* **Your instructions**: Rescale the listing from the line that contains "Point to the woman in floral" through the line that contains "x=342, y=184". Rewrite every line in that range, requests included, with each x and y coordinate in the points multiplied by 0.25 and rounded to the nearest whole number, halves rounding up.

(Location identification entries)
▬▬▬▬▬▬

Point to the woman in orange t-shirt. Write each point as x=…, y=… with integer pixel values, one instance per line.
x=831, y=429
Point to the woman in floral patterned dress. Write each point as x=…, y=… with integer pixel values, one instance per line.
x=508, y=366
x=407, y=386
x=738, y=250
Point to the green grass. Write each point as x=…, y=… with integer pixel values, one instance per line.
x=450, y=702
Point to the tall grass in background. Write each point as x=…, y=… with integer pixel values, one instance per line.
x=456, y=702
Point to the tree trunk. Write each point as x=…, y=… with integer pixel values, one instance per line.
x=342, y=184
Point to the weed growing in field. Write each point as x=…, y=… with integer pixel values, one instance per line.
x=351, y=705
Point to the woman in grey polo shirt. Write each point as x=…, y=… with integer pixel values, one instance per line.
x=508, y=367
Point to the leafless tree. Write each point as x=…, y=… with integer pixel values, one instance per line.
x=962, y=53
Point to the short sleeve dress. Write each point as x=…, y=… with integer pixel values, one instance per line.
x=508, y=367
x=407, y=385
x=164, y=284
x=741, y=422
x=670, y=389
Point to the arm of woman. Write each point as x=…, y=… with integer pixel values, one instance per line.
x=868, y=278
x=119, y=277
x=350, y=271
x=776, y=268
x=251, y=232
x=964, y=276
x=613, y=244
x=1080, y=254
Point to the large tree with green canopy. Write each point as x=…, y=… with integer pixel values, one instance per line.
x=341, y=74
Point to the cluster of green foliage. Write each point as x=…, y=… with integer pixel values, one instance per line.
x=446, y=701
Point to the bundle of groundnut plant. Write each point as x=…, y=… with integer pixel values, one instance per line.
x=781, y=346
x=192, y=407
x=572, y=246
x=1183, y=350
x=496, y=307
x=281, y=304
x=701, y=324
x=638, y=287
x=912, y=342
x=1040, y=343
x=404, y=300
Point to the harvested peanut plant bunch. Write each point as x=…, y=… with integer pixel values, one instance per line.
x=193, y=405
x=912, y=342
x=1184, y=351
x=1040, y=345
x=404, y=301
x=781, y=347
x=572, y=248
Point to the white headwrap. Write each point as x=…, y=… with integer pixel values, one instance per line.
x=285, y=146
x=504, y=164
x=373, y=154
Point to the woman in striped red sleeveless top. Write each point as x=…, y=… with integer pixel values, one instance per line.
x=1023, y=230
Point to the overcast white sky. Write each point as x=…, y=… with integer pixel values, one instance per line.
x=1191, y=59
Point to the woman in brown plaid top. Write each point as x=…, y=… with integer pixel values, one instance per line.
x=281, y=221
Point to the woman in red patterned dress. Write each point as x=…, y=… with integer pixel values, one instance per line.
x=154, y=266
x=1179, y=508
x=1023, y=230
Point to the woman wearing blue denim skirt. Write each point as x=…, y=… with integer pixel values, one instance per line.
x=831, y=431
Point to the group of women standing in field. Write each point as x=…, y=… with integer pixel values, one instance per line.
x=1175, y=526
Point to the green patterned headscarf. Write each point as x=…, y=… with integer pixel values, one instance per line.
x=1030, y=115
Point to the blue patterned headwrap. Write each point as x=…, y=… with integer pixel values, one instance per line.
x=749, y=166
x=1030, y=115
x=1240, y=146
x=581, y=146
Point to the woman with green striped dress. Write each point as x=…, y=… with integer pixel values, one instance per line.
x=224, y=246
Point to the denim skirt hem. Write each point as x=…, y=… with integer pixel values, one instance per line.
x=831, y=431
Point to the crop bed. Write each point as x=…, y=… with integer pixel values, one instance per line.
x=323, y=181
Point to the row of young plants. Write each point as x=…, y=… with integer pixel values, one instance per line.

▬▬▬▬▬▬

* **Reply to the exercise**:
Point to the woman in floral patterned dress. Write each point as x=…, y=… with integer pixel values, one instance per line.
x=127, y=92
x=102, y=97
x=185, y=63
Point to the green grass. Write each point as x=…, y=… with integer pixel values, one instance per line.
x=113, y=176
Point to the tall grass in background. Write each point as x=…, y=… with integer pixel values, one instance per line.
x=114, y=176
Point to the tree trunk. Write each point as x=…, y=… with integer pixel values, one instance per line.
x=86, y=46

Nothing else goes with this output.